Landschaften zogen an mir vorüber, aber ich nahm sie kaum wahr. Autos und die dazugehörenden Straßen haben die Angewohnheit jeder Landschaft die Magie zu rauben, sei sie noch so schön.

Das Schlimmste an einer Reise ist das Gepäck. Es vermittelt das Gefühl fremd zu sein. Man scheint nur akzeptiert zu werden, aber nicht willkommen zu sein, denn ein jeder Reisender kehrt irgendwann zurück und hinterlässt nicht mehr als flüchtige Erinnerungen.

Genau dieses Gefühl beschlich mich, als ich den großen roten Koffer über die Schwelle des kleinen Häuschens schleppte.
Im Inneren war es finster. Die kleinen Fenster, welche unter dem Reet hervorlugten, ließen nur wenig Licht in mein Zuhause auf Zeit.
Die Wohnung bestand aus insgesamt drei Zimmern. Das größte war die Küche. In ihrer Mitte stand ein runder, dunkelbrauner Holztisch, welcher mit einem weißen Häkeldeckchen dekoriert war. Ein altes grünes Sofa stand einladend an der Wand.
Ein einzelner Sonnenstrahl hatte seinen Weg durch das tiefliegende Küchenfenster gefunden und beleuchtete den abgetretenen Holzboden.

▶ **ZIEL**
Schreibe die Erzählung über die Ankunft im kleinen Reethaus oben vollständig und Wort für Wort ab.

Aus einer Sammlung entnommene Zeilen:
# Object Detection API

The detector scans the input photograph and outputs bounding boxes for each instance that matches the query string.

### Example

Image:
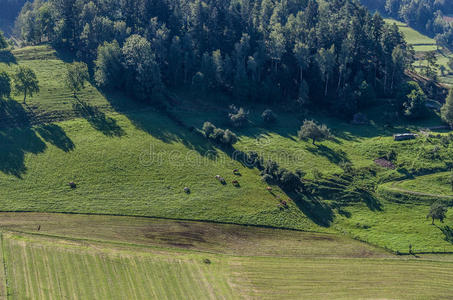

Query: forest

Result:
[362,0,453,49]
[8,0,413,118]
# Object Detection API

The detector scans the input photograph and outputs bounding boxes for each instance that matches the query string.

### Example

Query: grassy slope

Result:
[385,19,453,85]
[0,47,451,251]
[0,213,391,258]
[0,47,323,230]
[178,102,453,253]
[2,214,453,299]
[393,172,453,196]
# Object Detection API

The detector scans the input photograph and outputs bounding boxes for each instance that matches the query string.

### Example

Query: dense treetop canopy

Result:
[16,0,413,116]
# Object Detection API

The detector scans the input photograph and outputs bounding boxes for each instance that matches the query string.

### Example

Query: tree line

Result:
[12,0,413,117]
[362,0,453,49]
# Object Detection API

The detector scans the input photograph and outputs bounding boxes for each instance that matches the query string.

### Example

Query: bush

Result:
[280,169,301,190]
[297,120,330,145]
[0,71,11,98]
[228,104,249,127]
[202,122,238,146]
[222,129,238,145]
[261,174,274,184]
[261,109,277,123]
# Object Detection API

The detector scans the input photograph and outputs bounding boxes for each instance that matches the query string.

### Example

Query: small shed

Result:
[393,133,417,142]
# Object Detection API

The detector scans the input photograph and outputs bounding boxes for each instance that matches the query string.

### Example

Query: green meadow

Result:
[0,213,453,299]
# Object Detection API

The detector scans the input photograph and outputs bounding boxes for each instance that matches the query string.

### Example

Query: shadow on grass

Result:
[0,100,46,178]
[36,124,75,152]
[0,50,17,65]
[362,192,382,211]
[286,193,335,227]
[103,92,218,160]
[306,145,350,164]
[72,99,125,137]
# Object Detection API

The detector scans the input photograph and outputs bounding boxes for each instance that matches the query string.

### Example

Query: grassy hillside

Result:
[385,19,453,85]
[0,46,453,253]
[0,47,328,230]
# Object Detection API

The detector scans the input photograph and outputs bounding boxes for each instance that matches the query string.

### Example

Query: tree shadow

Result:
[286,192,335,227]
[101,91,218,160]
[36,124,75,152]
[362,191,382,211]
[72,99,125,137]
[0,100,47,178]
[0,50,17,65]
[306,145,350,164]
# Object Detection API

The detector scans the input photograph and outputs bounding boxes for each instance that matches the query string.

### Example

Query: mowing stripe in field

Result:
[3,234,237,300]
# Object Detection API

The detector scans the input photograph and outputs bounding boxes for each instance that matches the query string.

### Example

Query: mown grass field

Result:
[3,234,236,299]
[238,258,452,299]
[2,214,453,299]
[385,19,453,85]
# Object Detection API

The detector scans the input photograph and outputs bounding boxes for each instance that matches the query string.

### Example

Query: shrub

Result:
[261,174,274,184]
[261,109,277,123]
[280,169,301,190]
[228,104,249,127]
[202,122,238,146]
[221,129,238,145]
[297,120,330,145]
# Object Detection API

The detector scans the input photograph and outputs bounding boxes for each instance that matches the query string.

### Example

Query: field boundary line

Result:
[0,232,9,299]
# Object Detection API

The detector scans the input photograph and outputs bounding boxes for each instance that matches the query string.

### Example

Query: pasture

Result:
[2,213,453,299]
* * *
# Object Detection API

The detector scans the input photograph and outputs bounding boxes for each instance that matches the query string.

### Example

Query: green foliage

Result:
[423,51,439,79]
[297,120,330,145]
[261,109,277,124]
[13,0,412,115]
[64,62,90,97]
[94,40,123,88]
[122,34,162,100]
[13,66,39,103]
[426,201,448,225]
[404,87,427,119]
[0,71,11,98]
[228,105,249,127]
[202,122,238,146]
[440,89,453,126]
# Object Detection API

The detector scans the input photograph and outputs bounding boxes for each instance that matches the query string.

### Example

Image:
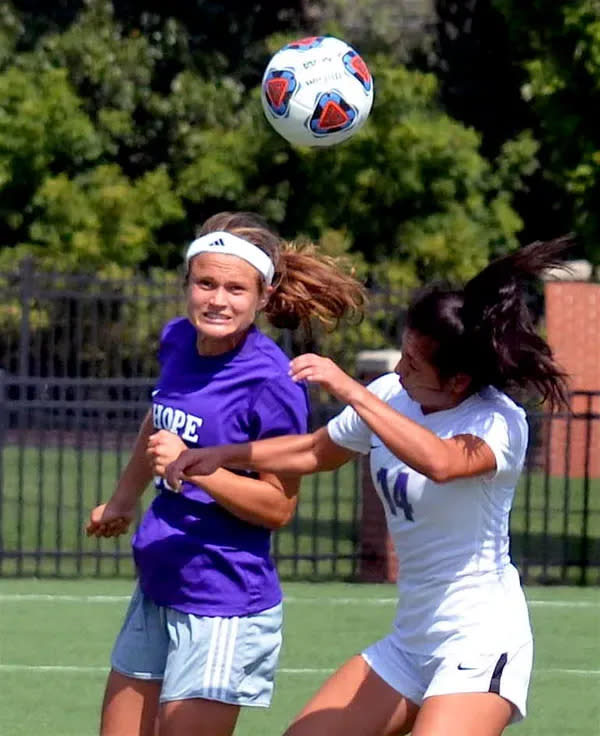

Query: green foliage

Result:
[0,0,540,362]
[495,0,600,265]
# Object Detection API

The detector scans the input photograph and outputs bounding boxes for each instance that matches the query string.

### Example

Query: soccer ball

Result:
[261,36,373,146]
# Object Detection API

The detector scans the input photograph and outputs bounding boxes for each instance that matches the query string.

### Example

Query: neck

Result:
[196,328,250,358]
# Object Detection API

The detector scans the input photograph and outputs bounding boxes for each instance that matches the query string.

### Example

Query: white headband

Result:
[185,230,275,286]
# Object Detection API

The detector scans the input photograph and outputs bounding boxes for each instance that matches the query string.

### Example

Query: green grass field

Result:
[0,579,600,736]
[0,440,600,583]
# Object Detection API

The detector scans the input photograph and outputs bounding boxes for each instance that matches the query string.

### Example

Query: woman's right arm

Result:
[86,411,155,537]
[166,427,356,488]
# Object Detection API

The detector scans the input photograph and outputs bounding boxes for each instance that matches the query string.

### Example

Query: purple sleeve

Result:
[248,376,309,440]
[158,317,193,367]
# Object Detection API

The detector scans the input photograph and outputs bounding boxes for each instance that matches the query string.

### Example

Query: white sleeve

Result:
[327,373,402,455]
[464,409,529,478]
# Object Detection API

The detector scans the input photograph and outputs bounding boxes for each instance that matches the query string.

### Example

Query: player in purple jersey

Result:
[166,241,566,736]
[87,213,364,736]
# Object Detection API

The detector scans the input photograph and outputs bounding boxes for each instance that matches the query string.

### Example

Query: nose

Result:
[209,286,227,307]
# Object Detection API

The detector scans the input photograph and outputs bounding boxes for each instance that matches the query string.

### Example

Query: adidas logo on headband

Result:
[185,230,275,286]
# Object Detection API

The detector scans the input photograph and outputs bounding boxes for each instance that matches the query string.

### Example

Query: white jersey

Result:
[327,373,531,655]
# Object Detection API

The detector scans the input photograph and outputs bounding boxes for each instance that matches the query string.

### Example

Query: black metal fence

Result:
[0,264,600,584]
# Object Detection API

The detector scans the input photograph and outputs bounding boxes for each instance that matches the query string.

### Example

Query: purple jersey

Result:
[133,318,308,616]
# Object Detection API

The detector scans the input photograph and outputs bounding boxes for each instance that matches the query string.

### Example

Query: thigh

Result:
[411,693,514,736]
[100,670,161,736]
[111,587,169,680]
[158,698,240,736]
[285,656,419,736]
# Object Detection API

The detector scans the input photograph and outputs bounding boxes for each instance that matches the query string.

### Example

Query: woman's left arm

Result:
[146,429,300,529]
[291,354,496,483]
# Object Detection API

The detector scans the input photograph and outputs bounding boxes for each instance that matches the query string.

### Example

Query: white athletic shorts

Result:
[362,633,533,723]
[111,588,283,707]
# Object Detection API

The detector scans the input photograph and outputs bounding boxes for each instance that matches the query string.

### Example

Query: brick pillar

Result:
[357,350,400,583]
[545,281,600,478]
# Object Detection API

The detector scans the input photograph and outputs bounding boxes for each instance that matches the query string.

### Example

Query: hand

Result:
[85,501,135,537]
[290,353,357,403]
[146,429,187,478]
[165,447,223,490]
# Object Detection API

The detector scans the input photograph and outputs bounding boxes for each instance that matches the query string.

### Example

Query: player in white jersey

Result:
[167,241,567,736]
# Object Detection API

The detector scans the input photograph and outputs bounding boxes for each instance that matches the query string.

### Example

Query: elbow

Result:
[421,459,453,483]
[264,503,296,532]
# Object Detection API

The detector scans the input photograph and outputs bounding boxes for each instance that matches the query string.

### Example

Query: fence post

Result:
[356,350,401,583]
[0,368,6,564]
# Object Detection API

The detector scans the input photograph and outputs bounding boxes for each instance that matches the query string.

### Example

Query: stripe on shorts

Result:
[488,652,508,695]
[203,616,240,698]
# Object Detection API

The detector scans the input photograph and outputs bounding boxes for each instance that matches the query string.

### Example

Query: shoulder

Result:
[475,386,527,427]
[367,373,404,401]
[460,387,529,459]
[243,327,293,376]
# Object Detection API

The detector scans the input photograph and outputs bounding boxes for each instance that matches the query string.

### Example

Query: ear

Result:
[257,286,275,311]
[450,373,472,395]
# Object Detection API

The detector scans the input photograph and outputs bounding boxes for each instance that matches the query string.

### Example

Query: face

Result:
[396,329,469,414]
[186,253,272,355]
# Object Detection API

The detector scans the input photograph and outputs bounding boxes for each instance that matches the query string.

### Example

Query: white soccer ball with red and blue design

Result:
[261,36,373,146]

▶ **ERGEBNIS UNTEN**
Landschaften zogen an mir vorüber, aber ich nahm sie kaum wahr. Autos und die dazugehörenden Straßen haben die Angewohnheit jeder Landschaft die Magie zu rauben, sei sie noch so schön.

Das Schlimmste an einer Reise ist das Gepäck. Es vermittelt das Gefühl fremd zu sein. Man scheint nur akzeptiert zu werden, aber nicht willkommen zu sein, denn ein jeder Reisender kehrt irgendwann zurück und hinterlässt nicht mehr als flüchtige Erinnerungen.

Genau dieses Gefühl beschlich mich, als ich den großen roten Koffer über die Schwelle des kleinen Häuschens schleppte.
Im Inneren war es finster. Die kleinen Fenster, welche unter dem Reet hervorlugten, ließen nur wenig Licht in mein Zuhause auf Zeit.
Die Wohnung bestand aus insgesamt drei Zimmern. Das größte war die Küche. In ihrer Mitte stand ein runder, dunkelbrauner Holztisch, welcher mit einem weißen Häkeldeckchen dekoriert war. Ein altes grünes Sofa stand einladend an der Wand.
Ein einzelner Sonnenstrahl hatte seinen Weg durch das tiefliegende Küchenfenster gefunden und beleuchtete den abgetretenen Holzboden.